*Goal*
Format each line of the records below as a JSON list of strings, with one string per line and no blank lines. Leave the pictures out of your answer.

─── Supplied records ───

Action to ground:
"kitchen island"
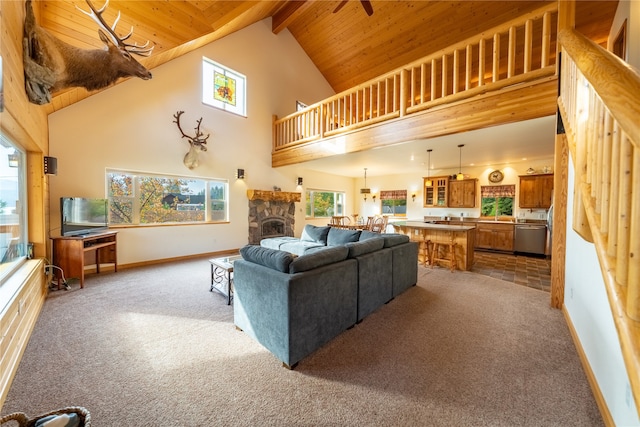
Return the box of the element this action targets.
[392,221,476,270]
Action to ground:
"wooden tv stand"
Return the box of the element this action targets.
[51,231,118,288]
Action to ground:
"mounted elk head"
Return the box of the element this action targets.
[23,0,153,105]
[173,111,210,169]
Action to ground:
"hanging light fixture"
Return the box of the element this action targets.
[360,168,371,202]
[456,144,464,181]
[424,148,433,187]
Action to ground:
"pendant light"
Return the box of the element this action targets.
[360,168,371,202]
[424,148,433,187]
[456,144,464,181]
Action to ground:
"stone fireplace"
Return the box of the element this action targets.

───

*Complete response*
[
  "Action to ground:",
  "\"kitchen island\"",
  "Return the box of the element this action targets.",
  "[392,221,476,270]",
  "Action to ground:",
  "\"wooden tv stand\"",
  "Return the box of the element this action targets.",
  "[51,231,118,288]",
  "Action to ground:",
  "\"mounted elk head\"",
  "Return the box of the element this action targets.",
  "[23,0,153,105]",
  "[173,111,210,169]",
  "Action to ground:",
  "\"hanging light fixture\"",
  "Return the box of the element this action targets.",
  "[360,168,371,202]",
  "[456,144,464,181]",
  "[424,148,433,187]",
  "Action to ground:",
  "\"pendant light\"",
  "Return the box of the element this action targets.",
  "[360,168,371,202]",
  "[424,148,433,187]",
  "[456,144,464,181]",
  "Action to ground:",
  "\"stone fireplace\"",
  "Return the box of the element this action targets."
]